EXERCISE DESCRIPTION
Return each line in the entries below that contains the word "lava".

DATASET ENTRIES
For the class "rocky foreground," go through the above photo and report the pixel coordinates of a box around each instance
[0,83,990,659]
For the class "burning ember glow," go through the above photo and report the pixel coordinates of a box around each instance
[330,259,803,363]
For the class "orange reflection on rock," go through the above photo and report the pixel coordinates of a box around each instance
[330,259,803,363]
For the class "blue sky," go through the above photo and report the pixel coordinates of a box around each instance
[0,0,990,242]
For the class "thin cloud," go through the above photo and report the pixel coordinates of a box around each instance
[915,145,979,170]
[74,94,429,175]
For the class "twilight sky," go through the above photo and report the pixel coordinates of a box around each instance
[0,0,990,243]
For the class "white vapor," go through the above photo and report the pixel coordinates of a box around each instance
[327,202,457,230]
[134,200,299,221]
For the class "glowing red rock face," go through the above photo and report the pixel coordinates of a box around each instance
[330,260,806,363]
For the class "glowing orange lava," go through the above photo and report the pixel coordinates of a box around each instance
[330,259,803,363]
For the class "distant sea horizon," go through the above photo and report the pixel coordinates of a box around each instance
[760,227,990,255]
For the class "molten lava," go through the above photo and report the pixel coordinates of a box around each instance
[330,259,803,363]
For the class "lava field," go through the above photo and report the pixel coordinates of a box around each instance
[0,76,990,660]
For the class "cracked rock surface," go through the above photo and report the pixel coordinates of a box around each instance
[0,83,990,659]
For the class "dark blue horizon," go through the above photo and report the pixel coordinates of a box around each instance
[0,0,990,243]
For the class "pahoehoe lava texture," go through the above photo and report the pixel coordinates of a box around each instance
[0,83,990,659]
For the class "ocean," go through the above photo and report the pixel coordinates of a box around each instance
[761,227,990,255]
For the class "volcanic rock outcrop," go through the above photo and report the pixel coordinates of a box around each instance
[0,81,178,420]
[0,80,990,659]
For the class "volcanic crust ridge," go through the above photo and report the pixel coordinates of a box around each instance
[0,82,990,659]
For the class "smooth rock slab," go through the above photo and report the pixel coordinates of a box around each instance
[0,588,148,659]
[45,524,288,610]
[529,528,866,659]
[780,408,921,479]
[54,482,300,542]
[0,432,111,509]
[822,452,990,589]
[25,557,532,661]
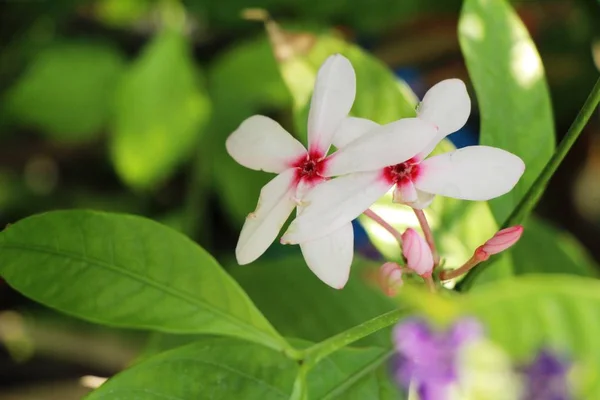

THE OUTPUT
For the class "glowing orange lava," go through the above photo and report the pixel coordinates of a box around each instance
For the class "molten lava," go through the above photo and report the pixel coordinates of a box around each instance
For the class "lava field," go through the above photo and report the pixel coordinates of a box around each instance
For the class "pahoehoe lava texture," go through the above photo and report the pixel coordinates of a box around each instance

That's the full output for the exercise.